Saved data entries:
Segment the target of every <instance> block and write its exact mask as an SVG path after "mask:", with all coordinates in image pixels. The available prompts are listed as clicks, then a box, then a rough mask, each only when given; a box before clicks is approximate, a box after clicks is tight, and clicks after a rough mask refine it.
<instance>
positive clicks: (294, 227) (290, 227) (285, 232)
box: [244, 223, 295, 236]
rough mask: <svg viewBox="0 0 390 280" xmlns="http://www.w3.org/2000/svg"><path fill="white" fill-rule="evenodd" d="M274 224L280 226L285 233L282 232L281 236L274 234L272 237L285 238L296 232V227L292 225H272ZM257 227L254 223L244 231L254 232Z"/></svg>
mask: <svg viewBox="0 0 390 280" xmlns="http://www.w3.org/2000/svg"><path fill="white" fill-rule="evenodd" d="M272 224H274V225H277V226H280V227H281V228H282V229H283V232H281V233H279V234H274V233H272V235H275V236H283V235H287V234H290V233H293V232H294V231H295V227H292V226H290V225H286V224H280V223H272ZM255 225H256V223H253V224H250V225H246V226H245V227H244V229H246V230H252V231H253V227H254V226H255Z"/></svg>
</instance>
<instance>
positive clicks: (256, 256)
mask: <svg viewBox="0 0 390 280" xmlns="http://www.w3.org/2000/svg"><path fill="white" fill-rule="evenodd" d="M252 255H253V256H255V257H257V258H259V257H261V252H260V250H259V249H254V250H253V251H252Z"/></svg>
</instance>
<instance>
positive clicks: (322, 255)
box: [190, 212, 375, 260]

- **Action item**:
Could you lay out every line of the entries above as a JSON list of strings, one string per line, leaving out any blank lines?

- **Written response**:
[
  "Segment the target of every <instance> block and write its exact mask as an SVG path after \"mask:\", with all coordinates in image pixels. The available prompts are listed as clicks, then a box, then a rough mask, each only when given; a box before clicks is approximate, a box after clicks is tight, and clicks after a rough mask refine it.",
  "<instance>",
  "positive clicks: (294, 227) (290, 227) (285, 232)",
  "box: [244, 223, 295, 236]",
  "rough mask: <svg viewBox=\"0 0 390 280\" xmlns=\"http://www.w3.org/2000/svg\"><path fill=\"white\" fill-rule=\"evenodd\" d=\"M274 224L280 226L285 233L282 232L281 236L274 234L272 237L285 238L296 232V227L292 225H272ZM257 227L254 223L244 231L254 232Z\"/></svg>",
  "mask: <svg viewBox=\"0 0 390 280\" xmlns=\"http://www.w3.org/2000/svg\"><path fill=\"white\" fill-rule=\"evenodd\" d=\"M272 224H274V225H277V226H280V227H281V228H282V229H283V232H281V233H279V234H274V233H272V235H275V236H283V235H287V234H290V233H293V232H294V231H295V227H292V226H290V225H286V224H280V223H272ZM255 225H256V223H253V224H250V225H246V226H245V227H244V229H246V230H252V231H253V227H254V226H255Z\"/></svg>",
  "</instance>",
  "<instance>",
  "positive clicks: (256, 256)",
  "mask: <svg viewBox=\"0 0 390 280\" xmlns=\"http://www.w3.org/2000/svg\"><path fill=\"white\" fill-rule=\"evenodd\" d=\"M252 255H253V256H255V257H257V258H259V257H261V252H260V250H259V249H254V250H253V251H252Z\"/></svg>",
  "</instance>",
  "<instance>",
  "positive clicks: (322, 255)",
  "box: [190, 212, 375, 260]"
]